- COMPLETE O SEGUINTE
• A. Segundo o trecho sobre tributação de precatórios, em que momento as empresas obrigadas ao regime de caixa devem reconhecer a receita?
• B. Transcreva do trecho sobre tributação de precatórios a passagem entre "As empresas obrigadas" e "embargos à execução.", inclusive.
• C. Dê continuidade ao trecho sobre tributação de precatórios a partir do ponto em que ele termina.

As empresas obrigadas ao regime de caixa (aquelas que optaram pelo regime do lucro presumido ou do Simples) devem reconhecer essa receita no momento do pagamento do precatório. Já aquelas sujeitas ao regime de competência, devem, em regra, oferecer à tributação os valores percebidos no momento do trânsito em julgado; caso a sentença não defina o valor, entende a Receita Federal por dois momentos distintos quanto à ocorrência do fato gerador da tributação da renda: a) no trânsito em julgado dos embargos à execução – fundado em excesso de execução; e, b) na expedição do precatório, quando não houver embargos à execução.

Três são os problemas relacionados ao entendimento da Receita Federal.

O primeiro deles é quanto à definitividade, ou seja, uma sentença transitada em julgado pode ter ausência de liquidação, ser objeto de embargos à execução, ou ainda, de uma ação rescisória. Qualquer um dos cenários gera ausência de certeza do valor que a sentença adjudicou, ao passo que o CARF se manifestou, no Acórdão n° 1301-001.739, pelo afastamento da tributação quando há o ajuizamento de ação rescisória e embargos à execução por afetar a definitividade da receita, bem como a sua disponibilidade jurídica, sendo postergada a ocorrência do fato gerador tributário até o trânsito em julgado das ações.

Ainda, deve ser analisada a possibilidade de realização de algum evento crítico pelo contribuinte. Por evento crítico deve-se entender alguma ação que gere a definitividade do valor objeto da decisão judicial, tal como a cessão ou a compensação do crédito.

Na cessão, será reconhecido o valor recebido por aquele precatório. Já na compensação há a bifurcação do entendimento quanto ao reconhecimento da receita no momento de habilitação do crédito – procedimento necessário para a verificação de formalidades trazidas no artigo 101 da Instrução Normativa RFB nº 1.717/2017, sem implicar o direito creditório ou a homologação do crédito, nos termos do parágrafo único do mesmo artigo -, ou após a transmissão do PER/DCOMP,  em que haverá a análise do crédito pela autoridade competente, com a consolidação de sua certeza e liquidez, momento este em que deverá se dar o reconhecimento dessa receita.

- REGISTROS EXTRAÍDOS
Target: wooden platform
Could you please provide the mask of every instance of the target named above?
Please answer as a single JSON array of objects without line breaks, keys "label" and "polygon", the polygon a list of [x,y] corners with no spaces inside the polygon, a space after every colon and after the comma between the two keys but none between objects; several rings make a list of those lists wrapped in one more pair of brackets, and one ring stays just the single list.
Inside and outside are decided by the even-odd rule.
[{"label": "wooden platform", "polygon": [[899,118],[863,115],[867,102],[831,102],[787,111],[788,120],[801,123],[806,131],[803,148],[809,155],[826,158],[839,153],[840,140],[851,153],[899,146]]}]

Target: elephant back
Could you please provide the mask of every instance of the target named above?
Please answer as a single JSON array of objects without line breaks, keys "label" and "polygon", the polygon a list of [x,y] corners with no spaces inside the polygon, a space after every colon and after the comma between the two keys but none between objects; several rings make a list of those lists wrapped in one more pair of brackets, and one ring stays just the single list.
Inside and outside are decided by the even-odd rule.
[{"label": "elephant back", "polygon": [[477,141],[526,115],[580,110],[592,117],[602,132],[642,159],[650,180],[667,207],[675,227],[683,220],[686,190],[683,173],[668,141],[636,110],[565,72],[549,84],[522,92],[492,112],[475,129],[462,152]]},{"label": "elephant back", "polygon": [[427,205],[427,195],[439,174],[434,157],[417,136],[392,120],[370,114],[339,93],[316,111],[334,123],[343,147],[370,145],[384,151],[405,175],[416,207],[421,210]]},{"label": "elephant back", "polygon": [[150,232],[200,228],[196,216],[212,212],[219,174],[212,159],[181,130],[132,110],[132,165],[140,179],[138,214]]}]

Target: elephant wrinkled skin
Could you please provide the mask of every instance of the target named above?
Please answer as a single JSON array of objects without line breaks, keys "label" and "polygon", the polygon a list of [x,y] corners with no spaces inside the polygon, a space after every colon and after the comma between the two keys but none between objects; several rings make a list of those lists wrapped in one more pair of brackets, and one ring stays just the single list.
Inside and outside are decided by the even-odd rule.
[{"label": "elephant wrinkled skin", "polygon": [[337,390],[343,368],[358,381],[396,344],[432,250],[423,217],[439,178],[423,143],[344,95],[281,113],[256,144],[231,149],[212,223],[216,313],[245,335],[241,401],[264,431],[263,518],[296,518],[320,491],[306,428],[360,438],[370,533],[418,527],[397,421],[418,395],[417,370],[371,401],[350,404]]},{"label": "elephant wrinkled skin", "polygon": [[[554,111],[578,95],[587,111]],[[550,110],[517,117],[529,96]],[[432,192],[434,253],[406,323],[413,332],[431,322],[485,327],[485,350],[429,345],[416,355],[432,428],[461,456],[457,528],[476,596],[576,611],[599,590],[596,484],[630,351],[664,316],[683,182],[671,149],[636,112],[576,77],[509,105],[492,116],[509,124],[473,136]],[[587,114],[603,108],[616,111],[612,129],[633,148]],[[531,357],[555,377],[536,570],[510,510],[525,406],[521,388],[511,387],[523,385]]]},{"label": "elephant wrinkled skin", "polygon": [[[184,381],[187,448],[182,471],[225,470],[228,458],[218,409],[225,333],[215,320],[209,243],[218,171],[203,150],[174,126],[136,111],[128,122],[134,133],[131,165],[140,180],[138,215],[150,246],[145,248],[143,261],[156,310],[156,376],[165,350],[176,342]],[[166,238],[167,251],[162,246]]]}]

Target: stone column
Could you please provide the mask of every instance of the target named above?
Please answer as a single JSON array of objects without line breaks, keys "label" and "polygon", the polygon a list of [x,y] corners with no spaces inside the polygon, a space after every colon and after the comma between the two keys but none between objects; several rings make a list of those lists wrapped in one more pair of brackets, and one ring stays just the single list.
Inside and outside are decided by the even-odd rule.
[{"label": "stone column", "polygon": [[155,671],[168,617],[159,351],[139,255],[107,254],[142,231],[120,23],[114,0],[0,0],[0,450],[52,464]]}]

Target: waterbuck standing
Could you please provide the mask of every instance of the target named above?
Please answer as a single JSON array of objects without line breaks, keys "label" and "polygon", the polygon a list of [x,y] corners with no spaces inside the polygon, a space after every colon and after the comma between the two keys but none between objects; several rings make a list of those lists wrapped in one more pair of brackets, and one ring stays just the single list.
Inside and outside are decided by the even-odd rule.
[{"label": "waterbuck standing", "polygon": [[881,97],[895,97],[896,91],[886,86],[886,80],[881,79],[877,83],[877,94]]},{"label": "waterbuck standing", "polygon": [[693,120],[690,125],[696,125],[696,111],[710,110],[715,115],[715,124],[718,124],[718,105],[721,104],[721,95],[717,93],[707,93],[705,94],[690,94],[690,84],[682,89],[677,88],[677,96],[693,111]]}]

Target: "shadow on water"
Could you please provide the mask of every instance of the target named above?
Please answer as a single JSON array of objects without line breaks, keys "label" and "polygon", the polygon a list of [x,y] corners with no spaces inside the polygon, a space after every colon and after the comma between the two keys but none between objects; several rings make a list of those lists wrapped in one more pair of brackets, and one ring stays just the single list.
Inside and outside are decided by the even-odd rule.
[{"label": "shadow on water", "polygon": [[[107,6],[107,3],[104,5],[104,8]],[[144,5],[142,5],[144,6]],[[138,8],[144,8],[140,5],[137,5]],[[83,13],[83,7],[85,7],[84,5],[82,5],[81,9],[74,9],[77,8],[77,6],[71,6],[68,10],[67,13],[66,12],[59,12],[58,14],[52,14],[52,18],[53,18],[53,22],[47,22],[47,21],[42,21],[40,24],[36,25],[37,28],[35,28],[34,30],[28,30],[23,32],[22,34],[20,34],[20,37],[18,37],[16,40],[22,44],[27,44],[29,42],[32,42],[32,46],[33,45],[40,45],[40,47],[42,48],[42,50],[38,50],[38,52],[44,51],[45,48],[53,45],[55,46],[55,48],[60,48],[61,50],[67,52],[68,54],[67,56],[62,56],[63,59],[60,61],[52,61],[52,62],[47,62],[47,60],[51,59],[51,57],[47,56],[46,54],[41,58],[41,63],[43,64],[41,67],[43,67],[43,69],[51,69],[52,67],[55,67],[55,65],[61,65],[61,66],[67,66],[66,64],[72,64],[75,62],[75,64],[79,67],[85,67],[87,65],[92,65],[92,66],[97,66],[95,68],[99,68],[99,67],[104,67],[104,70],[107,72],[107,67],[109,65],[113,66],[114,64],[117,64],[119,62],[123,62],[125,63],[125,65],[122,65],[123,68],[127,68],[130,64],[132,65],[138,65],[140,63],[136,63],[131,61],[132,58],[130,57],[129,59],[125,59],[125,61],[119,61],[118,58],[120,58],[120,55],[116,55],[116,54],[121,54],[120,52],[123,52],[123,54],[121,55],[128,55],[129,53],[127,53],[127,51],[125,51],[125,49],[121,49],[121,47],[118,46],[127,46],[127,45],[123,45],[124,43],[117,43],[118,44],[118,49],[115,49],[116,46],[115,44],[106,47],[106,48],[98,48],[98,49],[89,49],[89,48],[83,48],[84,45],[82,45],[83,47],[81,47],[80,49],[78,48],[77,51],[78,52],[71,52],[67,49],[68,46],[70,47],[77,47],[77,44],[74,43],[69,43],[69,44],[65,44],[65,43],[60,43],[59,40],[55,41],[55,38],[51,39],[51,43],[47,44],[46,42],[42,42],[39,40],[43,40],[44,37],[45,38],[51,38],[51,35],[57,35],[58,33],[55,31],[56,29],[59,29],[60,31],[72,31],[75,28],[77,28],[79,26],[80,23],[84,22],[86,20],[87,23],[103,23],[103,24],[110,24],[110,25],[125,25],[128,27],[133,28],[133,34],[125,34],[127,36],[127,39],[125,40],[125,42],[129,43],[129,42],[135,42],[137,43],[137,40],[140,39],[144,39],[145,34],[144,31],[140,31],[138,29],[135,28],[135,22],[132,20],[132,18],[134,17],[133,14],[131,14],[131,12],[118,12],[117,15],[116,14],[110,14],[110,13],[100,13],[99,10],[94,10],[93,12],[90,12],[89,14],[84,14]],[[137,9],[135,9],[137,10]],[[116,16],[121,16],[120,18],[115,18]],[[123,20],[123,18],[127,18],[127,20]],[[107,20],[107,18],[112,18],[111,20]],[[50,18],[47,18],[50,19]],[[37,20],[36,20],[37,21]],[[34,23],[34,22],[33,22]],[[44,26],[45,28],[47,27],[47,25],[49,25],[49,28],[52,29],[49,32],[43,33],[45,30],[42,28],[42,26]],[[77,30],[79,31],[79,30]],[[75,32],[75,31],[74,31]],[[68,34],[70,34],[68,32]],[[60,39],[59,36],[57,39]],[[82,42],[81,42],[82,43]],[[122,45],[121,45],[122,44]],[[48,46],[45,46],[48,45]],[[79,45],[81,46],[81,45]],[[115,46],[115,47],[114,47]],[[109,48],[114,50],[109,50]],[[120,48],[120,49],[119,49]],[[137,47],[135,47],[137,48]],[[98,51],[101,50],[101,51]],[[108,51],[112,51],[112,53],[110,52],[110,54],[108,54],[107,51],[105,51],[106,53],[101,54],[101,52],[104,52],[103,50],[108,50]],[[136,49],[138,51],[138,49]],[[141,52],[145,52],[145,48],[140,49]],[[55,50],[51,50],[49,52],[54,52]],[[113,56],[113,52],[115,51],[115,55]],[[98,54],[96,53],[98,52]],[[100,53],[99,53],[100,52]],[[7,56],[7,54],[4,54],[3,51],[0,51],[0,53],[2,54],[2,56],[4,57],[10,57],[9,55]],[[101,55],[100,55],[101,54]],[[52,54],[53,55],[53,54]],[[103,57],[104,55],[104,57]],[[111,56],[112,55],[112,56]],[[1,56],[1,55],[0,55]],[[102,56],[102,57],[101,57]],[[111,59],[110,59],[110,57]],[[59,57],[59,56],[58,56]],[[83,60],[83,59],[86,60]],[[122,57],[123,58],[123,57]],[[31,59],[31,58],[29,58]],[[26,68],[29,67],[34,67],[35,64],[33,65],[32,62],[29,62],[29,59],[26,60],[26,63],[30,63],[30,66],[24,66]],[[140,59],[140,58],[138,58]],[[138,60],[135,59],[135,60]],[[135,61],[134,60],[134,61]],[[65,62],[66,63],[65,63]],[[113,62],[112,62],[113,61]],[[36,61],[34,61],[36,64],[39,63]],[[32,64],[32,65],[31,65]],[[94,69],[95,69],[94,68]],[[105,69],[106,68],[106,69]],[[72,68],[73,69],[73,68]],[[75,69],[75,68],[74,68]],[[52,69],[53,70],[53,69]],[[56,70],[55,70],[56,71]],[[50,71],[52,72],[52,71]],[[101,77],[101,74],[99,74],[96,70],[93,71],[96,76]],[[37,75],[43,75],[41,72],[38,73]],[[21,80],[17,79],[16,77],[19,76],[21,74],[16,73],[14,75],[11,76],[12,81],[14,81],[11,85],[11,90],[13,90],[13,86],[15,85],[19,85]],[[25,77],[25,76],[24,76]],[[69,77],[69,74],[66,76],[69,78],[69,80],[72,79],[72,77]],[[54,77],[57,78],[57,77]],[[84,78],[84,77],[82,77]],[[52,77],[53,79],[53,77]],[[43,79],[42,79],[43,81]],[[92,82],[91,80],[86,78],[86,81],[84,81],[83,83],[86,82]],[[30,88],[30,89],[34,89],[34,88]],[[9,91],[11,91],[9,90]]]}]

- RESPOSTAS DAS TAREFAS
• A. No momento do pagamento do precatório.

• B.
As empresas obrigadas ao regime de caixa (aquelas que optaram pelo regime do lucro presumido ou do Simples) devem reconhecer essa receita no momento do pagamento do precatório. Já aquelas sujeitas ao regime de competência, devem, em regra, oferecer à tributação os valores percebidos no momento do trânsito em julgado; caso a sentença não defina o valor, entende a Receita Federal por dois momentos distintos quanto à ocorrência do fato gerador da tributação da renda: a) no trânsito em julgado dos embargos à execução – fundado em excesso de execução; e, b) na expedição do precatório, quando não houver embargos à execução.

• C.
O segundo problema está relacionado à disponibilidade. Com o trânsito em julgado da sentença nasce o dever de pagamento do Estado a ser feito por meio de precatório, o que não corresponde, efetivamente, à disponibilidade jurídica ou econômica do valor a ser recebido, uma vez que, nos termos do Acórdão CARF nº 1301-002.122, “Embora o precatório contenha um valor definido, que é o montante requisitado pelo Poder Judiciário ao Poder Executivo, tal valor não representa, necessariamente, aquilo que vai ser pago, nem tampouco a data da requisição judicial permite que se diga (nem sequer de forma aproximada) quando o pagamento irá acontecer..

 

Sendo assim, o recebimento do precatório representa uma mera expectativa de direitos, normalmente objeto de cessões com pesados deságios, devendo ser reconhecida quando do efetivo recebimento dos valores e não no momento da aquisição do direito a receber os valores por meio de precatório, ou seja, há o diferimento da tributação em razão da ausência de disponibilidade.

 

O terceiro problema diz respeito à inexistência de congruência entre as regras de contabilidade pública, mormente aquelas que tratam do reconhecimento de despesas para o Estado e o momento de reconhecimento de receita pelo contribuinte, e que correspondem, em suma, à obrigação do cômputo de uma receita do contribuinte em contrapartida a uma despesa efetiva do Estado – o pagamento do precatório.

 

Por fim, o Poder Judiciário possui, em maior parte, entendimento favorável ao reconhecimento dos rendimentos decorrentes de decisões judiciais pelos contribuintes a partir do trânsito em julgado da sentença. Poucas são as decisões judiciais em que se reconhece sua ausência de capacidade contributiva pelo mero recebimento da disponibilidade econômica ou jurídica do pagamento, sem a efetiva realização da moeda ou recebimento do valor que lhe é de direito.

 

Já a jurisprudência administrativa do CARF tem se mostrado mais favorável ao contribuinte, reconhecendo a ausência de disponibilidade, de definitividade e de certeza e afastando o Ato Declaratório da Receita Federal em diversos casos.

 

  1. CONCLUSÃO

Demonstrado o posicionamento da Receita Federal contraposto aos princípios contábeis adotados pela legislação vigente, é importante que seja feita a ponderação dos princípios regentes do princípio da realização e que se observe, também, o princípio da capacidade contributiva para que se defina o momento em que devem os rendimentos objeto de decisões judiciais ser contabilizados pelos contribuintes e oferecidos à tributação pelo IRPJ e CSLL.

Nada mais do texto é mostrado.